## START

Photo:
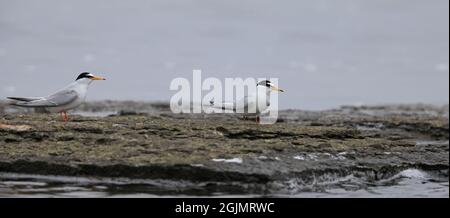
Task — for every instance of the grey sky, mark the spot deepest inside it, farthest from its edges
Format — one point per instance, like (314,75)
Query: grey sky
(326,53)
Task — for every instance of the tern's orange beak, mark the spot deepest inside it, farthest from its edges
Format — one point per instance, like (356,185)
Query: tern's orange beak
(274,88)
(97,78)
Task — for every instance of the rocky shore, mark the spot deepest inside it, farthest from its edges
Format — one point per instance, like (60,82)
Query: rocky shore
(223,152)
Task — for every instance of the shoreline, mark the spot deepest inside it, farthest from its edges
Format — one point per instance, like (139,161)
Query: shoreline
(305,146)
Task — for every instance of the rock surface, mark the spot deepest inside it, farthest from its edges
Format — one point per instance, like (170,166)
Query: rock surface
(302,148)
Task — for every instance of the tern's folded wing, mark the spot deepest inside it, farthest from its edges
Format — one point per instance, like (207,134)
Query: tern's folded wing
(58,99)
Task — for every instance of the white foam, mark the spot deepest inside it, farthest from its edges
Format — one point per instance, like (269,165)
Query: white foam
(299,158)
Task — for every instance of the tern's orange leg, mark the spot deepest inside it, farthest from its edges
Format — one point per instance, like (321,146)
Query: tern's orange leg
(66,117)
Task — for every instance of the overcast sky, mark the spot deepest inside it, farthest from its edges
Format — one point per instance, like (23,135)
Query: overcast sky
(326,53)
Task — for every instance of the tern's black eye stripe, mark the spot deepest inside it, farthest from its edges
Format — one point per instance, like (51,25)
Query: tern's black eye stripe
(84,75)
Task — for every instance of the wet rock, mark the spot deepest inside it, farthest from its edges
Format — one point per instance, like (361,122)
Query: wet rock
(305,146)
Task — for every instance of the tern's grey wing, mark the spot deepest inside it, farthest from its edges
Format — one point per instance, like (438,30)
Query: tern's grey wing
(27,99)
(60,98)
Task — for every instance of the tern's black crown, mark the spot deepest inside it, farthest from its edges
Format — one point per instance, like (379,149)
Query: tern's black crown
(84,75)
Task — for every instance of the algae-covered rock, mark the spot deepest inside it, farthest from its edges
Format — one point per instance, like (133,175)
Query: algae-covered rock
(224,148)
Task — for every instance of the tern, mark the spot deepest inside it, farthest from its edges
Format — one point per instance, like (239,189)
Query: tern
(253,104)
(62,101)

## END
## START

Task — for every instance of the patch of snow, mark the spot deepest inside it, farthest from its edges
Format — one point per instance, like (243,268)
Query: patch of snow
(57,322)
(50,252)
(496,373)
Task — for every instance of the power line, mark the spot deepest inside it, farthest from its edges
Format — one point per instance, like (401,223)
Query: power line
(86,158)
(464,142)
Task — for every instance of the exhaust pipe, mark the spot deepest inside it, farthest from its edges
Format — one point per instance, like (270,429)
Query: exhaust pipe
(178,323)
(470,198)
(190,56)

## END
## START

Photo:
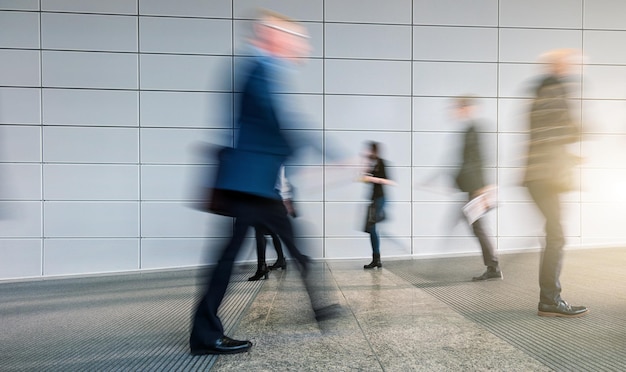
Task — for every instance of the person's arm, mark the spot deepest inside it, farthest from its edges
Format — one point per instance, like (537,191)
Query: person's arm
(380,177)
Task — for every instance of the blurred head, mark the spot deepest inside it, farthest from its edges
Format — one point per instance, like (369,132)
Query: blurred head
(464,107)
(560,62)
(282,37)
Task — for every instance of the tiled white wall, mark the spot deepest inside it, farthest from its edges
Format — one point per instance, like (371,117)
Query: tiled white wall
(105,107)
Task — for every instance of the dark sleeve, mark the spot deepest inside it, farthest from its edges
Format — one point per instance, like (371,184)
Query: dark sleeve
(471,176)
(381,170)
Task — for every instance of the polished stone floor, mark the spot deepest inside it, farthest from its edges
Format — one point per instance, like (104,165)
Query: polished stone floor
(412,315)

## END

Do this >> Select every line in the entries above that contains the word "tiled", and reproduce each such line in full.

Result of the task >>
Task — for every instance of the tiled white wall, mark the spot deepest inside it, farthest from its edges
Query: tiled white wall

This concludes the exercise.